### Text passage
Subsequent legislative changes on a number of federal and provincial statutes and orders-in-council passed between 1871-1886 made it possible for even children to transfer the title of land to speculators. The Manitoba Act has therefore been challenged. The plaintiffs have alleged that the legislation went beyond mere regulation and that this alteration was contrary to the provisions of Section 6 which required Parliamentary consent. This case is still before the courts. The Court of Queen's Bench has rejected the initial position by the federal government and the federal Attorney General has appealed.

Traditionally, many Metis had been accepted into Indian societies so that when treaties were signed, many "half breeds" were signed in as part of the Indian Band. Treaty 3 negotiations went a step further and an Adhesion to Treaty 3 was made with the Half Breeds of Rainy River. Does this adhesion have implications for Aboriginal rights of the Metis today? Do Metis rights include the creation of adhesions to treaty? There has always been debate whether the Metis were considered, within the meaning of Indian, in a similar fashion to the Inuit under Section 91(24).

### The data
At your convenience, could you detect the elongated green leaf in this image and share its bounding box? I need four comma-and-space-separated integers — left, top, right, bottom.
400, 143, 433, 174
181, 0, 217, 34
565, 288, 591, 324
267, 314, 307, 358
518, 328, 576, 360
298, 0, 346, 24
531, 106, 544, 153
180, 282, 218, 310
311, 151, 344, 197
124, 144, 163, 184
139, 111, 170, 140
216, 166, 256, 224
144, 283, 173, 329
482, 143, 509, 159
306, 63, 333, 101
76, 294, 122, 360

### Parts of the exercise
1. Could you reproduce the records word for word, from their first line through the line with "482, 143, 509, 159"?
2. What would come next in the passage on Metis land and treaty rights? Continue it from where it stops.

### Expected answers
1.
At your convenience, could you detect the elongated green leaf in this image and share its bounding box? I need four comma-and-space-separated integers — left, top, right, bottom.
400, 143, 433, 174
181, 0, 217, 34
565, 288, 591, 324
267, 314, 307, 358
518, 328, 576, 360
298, 0, 346, 24
531, 106, 544, 153
180, 282, 218, 310
311, 151, 344, 197
124, 144, 163, 184
139, 111, 170, 140
216, 166, 256, 224
144, 283, 173, 329
482, 143, 509, 159

2.
In 1982, the Metis were recognized as Aboriginal peoples and included at the federal level through Section 35. The present Manitoba case may put some substance behind the recognition and affirmation for Aboriginal rights as they relate to the Metis. Other than the Metis Betterment Act of 1938, and its updated revision in 1989 in Alberta, no other province has passed major legislation regarding the Metis. The future jurisdictional separation of powers by the federal, provincial and Metis people will be another unique challenge to our Canadian federation.

Of the three Aboriginal peoples, the Inuit were dealt with last in the Canadian context. It was not until 1939 that a Supreme Court decision made a ruling which included the Inuit within the meaning of the word "Indian" in Section 91(24) of the Constitution Act, 1867. The federal government's responsibility has been limited to the delivery of social and economic programs through the Department of Indian Affairs and Northern Development. In addition to a 1984 Agreement, another Agreement in Principle with the Inuit has recently been negotiated. The Inuit are demanding their Aboriginal rights be constitutionally entrenched.

 

Delegated Authority and Recent Policy

One of the most consistent and persistent features of federal Canadian policy is the colonial management of delegated federal municipalities under Section 91(24) of the Indian Act. Indians are asking for constitutionally entrenched self-government and the federal government continues to treat them simply as federal municipalities. This process has been taking place for some time. In 1871, the Deputy Superintendent of Indian Affairs stated: "...establishing a responsible for an irresponsible system, this provision, by law was designed to pave the way to the establishment of simple municipal institutions."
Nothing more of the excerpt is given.